EPA’s investigation found “significant evidence” that the actions and inactions by LDEQ and LDH resulted in “disparate adverse impacts” on Black residents of St. John the Baptist Parish, St. James Parish, and the so-called Industrial Corridor, sometimes also referred to as “Cancer Alley.” EPA further raised concerns that LDEQ and LDH’s programs related to air pollution control and health risk mitigation and communication may have an adverse and disparate impact on Black residents that live or attend school near a Denka facility, a proposed Formosa facility, and in the Industrial Corridor. To address these issues, EPA recommended that LDEQ and LDH conduct multiple cumulative impact analyses, implement a formal environmental justice (EJ) process, and establish limits for future Industrial Corridor Air Permits.

▬▬▬

▶ [Parts of the exercise]
• 1. Rewrite the paragraph beginning "EPA’s investigation found" in the EPA passage above as a short bulleted list that keeps its main facts.
• 2. Answer these questions from the EPA passage above, one line each, marked to match:
(a) What other name does the passage give for the Industrial Corridor?
(b) Which two facilities does the passage name?
(c) What process did EPA recommend that LDEQ and LDH implement?
• 3. Transcribe the EPA passage above from "EPA’s investigation found" up to and including "Corridor Air Permits.".

▶ [Dataset entries]
▬▬▬

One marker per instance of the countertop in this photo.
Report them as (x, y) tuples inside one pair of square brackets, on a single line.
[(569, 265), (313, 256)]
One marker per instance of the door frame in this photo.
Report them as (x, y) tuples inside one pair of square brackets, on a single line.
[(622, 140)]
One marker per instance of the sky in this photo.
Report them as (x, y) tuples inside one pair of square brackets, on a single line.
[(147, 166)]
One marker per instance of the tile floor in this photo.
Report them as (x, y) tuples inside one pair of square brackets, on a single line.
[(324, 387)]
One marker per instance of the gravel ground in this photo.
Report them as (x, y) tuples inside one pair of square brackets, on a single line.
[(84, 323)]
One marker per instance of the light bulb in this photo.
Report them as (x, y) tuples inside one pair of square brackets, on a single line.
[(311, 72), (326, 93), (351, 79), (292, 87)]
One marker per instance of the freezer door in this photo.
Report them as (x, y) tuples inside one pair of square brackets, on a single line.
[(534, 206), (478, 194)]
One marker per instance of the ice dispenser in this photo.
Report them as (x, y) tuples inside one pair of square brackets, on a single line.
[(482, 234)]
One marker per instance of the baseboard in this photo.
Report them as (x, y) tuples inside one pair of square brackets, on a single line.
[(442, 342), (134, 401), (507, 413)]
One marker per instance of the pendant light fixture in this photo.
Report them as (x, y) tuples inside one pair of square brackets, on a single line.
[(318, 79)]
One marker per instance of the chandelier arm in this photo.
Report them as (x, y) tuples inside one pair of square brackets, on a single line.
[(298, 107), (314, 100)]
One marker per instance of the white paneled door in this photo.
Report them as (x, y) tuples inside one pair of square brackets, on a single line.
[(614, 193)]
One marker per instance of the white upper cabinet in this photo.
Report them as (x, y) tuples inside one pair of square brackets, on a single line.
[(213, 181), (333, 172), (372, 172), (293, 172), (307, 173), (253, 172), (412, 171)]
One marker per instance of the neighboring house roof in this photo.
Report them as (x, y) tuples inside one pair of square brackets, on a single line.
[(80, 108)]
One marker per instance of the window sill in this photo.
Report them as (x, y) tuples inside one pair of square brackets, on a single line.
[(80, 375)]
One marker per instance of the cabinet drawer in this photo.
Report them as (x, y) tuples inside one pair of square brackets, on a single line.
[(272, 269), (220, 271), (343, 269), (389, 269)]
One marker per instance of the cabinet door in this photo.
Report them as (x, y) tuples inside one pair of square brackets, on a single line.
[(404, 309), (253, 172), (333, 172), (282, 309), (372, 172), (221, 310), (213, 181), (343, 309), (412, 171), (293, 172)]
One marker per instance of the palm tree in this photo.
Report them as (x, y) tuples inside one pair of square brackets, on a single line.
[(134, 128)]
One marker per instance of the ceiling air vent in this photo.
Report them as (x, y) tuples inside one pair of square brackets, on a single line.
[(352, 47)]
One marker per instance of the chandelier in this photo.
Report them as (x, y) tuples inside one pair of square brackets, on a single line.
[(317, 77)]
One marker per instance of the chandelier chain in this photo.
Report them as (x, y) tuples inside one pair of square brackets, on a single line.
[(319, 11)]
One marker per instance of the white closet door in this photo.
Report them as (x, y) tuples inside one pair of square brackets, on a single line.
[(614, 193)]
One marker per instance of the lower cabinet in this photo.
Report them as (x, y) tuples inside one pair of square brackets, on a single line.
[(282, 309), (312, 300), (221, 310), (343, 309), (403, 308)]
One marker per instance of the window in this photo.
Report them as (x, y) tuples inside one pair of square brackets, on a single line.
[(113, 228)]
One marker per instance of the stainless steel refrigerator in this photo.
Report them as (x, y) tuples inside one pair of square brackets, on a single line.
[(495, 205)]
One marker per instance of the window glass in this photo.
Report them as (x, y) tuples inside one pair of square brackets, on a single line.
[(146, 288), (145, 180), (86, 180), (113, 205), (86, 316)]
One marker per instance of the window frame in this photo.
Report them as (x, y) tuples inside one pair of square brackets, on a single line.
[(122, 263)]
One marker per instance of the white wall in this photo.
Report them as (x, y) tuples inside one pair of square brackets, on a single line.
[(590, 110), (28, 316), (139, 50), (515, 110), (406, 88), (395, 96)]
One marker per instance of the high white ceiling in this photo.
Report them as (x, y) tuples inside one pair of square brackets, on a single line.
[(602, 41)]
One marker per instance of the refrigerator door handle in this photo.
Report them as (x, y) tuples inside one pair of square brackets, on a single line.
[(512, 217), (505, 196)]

▬▬▬

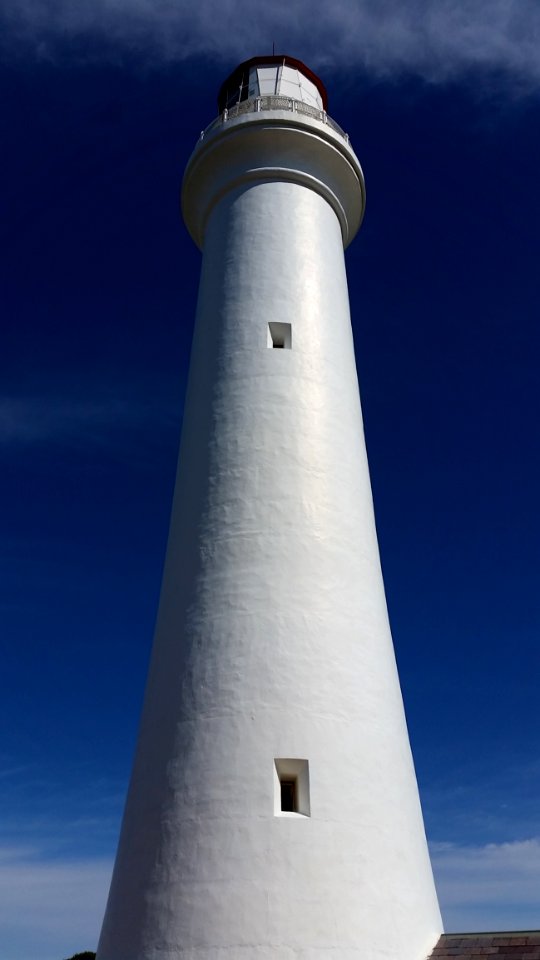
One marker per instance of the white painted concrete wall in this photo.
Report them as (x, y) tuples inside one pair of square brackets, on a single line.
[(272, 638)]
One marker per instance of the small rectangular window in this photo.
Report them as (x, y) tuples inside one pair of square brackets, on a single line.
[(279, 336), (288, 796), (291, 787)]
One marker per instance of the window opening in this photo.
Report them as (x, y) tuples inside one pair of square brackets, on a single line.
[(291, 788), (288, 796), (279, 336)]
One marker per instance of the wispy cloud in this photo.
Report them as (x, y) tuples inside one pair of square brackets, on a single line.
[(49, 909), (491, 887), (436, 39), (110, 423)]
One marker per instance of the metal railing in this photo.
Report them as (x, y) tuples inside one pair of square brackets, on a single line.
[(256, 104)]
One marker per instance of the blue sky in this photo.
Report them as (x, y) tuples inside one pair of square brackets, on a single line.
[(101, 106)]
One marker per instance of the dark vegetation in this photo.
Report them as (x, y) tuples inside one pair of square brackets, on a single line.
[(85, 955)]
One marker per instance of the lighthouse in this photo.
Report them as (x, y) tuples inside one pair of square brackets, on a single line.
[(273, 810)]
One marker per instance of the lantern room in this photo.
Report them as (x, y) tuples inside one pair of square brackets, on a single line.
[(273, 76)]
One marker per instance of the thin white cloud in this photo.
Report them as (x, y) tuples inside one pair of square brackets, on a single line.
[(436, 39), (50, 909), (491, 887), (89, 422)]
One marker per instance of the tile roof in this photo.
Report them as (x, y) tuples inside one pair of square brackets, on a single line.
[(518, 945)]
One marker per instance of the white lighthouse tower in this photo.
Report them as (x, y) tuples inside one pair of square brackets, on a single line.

▬▬▬

▶ [Expected outputs]
• 1.
- EPA found "significant evidence" that actions and inactions by LDEQ and LDH caused "disparate adverse impacts" on Black residents of St. John the Baptist Parish, St. James Parish, and the Industrial Corridor ("Cancer Alley").
- EPA raised concerns that LDEQ and LDH programs on air pollution control and on health risk mitigation and communication may disparately harm Black residents who live or attend school near a Denka facility, a proposed Formosa facility, and in the Industrial Corridor.
- EPA recommended that LDEQ and LDH conduct multiple cumulative impact analyses, implement a formal environmental justice (EJ) process, and set limits for future Industrial Corridor Air Permits.

• 2.
(a) "Cancer Alley"
(b) A Denka facility and a proposed Formosa facility
(c) A formal environmental justice (EJ) process

• 3.
EPA’s investigation found “significant evidence” that the actions and inactions by LDEQ and LDH resulted in “disparate adverse impacts” on Black residents of St. John the Baptist Parish, St. James Parish, and the so-called Industrial Corridor, sometimes also referred to as “Cancer Alley.” EPA further raised concerns that LDEQ and LDH’s programs related to air pollution control and health risk mitigation and communication may have an adverse and disparate impact on Black residents that live or attend school near a Denka facility, a proposed Formosa facility, and in the Industrial Corridor. To address these issues, EPA recommended that LDEQ and LDH conduct multiple cumulative impact analyses, implement a formal environmental justice (EJ) process, and establish limits for future Industrial Corridor Air Permits.